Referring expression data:
---+---

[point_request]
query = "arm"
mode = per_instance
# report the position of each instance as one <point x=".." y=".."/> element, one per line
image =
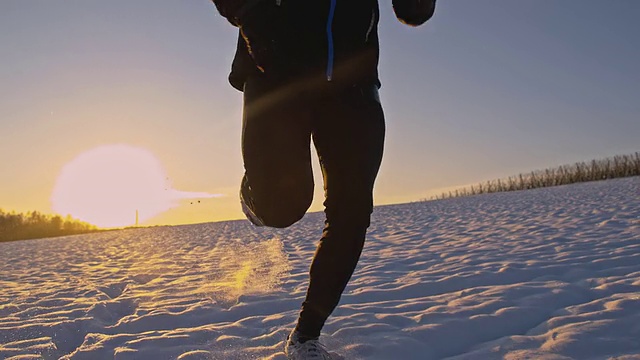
<point x="235" y="10"/>
<point x="414" y="12"/>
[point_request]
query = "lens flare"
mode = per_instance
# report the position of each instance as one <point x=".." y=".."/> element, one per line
<point x="109" y="185"/>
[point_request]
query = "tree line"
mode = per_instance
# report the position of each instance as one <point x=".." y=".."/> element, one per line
<point x="35" y="225"/>
<point x="602" y="169"/>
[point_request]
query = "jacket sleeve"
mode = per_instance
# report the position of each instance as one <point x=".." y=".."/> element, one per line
<point x="235" y="10"/>
<point x="414" y="12"/>
<point x="229" y="9"/>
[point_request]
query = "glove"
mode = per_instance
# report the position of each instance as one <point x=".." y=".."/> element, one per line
<point x="414" y="12"/>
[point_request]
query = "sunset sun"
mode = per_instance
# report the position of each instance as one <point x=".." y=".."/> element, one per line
<point x="107" y="185"/>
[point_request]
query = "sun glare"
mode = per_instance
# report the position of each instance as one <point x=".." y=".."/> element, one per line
<point x="107" y="185"/>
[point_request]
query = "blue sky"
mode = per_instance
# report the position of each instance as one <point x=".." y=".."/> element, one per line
<point x="483" y="90"/>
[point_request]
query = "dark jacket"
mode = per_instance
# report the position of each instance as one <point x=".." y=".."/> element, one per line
<point x="333" y="40"/>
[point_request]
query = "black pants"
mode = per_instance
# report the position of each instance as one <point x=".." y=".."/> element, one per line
<point x="347" y="126"/>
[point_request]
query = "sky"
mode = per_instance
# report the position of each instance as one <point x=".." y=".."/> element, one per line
<point x="484" y="90"/>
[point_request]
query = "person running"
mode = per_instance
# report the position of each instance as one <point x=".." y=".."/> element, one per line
<point x="309" y="70"/>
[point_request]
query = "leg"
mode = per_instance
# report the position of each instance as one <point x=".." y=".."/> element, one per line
<point x="277" y="187"/>
<point x="349" y="139"/>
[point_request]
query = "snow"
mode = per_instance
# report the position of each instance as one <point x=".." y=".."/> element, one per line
<point x="542" y="274"/>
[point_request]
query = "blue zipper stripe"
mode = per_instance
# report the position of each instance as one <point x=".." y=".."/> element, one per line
<point x="330" y="54"/>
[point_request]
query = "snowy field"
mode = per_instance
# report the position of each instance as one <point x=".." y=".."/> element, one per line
<point x="543" y="274"/>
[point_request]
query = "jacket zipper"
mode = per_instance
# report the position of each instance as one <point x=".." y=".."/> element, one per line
<point x="330" y="53"/>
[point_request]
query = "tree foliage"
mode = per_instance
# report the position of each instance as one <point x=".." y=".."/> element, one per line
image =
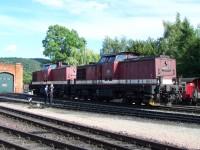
<point x="62" y="44"/>
<point x="180" y="40"/>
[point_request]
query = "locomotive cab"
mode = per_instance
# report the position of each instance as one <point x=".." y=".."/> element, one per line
<point x="110" y="63"/>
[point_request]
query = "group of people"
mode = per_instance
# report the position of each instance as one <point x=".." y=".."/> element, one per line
<point x="49" y="93"/>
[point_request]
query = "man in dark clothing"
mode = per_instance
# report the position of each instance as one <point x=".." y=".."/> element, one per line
<point x="46" y="94"/>
<point x="51" y="94"/>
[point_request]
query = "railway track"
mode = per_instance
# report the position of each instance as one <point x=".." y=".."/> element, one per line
<point x="127" y="111"/>
<point x="16" y="139"/>
<point x="175" y="108"/>
<point x="85" y="137"/>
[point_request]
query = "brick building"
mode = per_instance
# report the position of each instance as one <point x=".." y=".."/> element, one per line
<point x="11" y="78"/>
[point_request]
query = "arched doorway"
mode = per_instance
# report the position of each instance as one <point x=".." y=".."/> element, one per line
<point x="6" y="82"/>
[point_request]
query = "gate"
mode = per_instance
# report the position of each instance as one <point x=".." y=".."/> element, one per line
<point x="6" y="82"/>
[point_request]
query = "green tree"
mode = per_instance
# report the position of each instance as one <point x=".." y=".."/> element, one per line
<point x="62" y="44"/>
<point x="112" y="46"/>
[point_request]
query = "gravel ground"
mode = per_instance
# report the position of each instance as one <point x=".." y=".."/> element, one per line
<point x="181" y="134"/>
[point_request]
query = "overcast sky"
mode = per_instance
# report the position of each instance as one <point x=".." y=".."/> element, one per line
<point x="23" y="23"/>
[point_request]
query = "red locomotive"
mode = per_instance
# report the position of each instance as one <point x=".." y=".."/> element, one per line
<point x="126" y="76"/>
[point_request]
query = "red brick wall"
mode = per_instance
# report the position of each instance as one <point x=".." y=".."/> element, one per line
<point x="17" y="71"/>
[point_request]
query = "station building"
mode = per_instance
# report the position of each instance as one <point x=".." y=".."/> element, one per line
<point x="11" y="78"/>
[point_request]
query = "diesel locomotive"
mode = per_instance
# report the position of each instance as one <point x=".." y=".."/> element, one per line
<point x="126" y="76"/>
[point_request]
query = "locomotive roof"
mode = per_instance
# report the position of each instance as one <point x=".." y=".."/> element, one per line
<point x="147" y="58"/>
<point x="120" y="53"/>
<point x="189" y="79"/>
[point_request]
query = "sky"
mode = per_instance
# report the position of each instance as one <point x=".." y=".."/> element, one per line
<point x="24" y="23"/>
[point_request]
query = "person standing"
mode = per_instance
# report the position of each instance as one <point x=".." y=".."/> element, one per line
<point x="46" y="93"/>
<point x="51" y="94"/>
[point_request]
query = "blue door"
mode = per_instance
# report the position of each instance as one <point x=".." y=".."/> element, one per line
<point x="6" y="83"/>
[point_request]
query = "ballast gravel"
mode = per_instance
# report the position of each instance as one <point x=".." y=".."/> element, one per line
<point x="180" y="134"/>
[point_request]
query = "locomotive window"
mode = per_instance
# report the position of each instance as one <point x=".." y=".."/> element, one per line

---+---

Required work: Each line of the entries holding the string "gravel" should be found and copied.

Response:
query = "gravel ground"
query = "ballast gravel"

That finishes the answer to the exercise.